*Recorded data:*
* start *

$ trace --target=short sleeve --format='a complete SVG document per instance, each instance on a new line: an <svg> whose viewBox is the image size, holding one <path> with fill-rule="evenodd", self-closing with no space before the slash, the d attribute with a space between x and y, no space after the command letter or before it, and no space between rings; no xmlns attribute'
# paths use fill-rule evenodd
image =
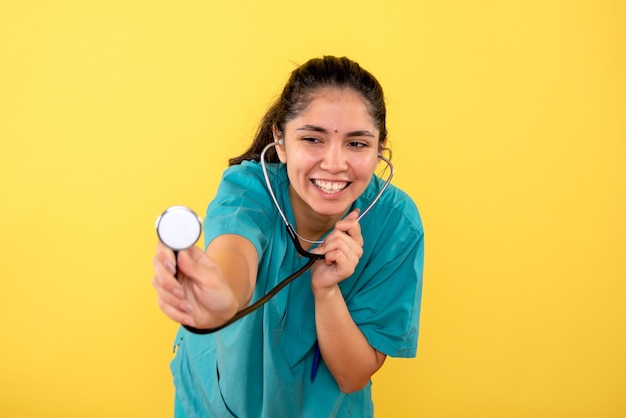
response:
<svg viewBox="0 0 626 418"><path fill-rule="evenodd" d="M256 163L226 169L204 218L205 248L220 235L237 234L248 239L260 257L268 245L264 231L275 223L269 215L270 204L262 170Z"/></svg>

* end *
* start *

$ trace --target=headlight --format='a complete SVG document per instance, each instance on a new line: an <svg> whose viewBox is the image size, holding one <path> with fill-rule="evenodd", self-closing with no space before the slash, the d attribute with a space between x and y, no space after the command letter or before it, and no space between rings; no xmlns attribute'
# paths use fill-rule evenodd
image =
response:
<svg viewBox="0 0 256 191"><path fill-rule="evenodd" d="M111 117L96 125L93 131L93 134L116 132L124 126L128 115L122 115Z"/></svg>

* end *

*Given problem:*
Please repeat everything from the line containing "trace --target=short sleeve" down to the line containing "163L226 169L204 218L205", keeping both of those lines. Leave the pictures out.

*Answer:*
$ trace --target=short sleeve --format='a complete SVG document per instance, each instance on a new line: an <svg> whose viewBox is the image size, holding one <path> with fill-rule="evenodd", self-closing with no space before the slash, the d attribute with a space between x and y, no space after the command letter or before it, and no space between rings; no xmlns attribute'
# paths use fill-rule evenodd
image =
response:
<svg viewBox="0 0 626 418"><path fill-rule="evenodd" d="M256 163L226 169L204 218L205 248L220 235L237 234L248 239L260 257L268 245L264 231L275 223L269 215L270 204L262 170Z"/></svg>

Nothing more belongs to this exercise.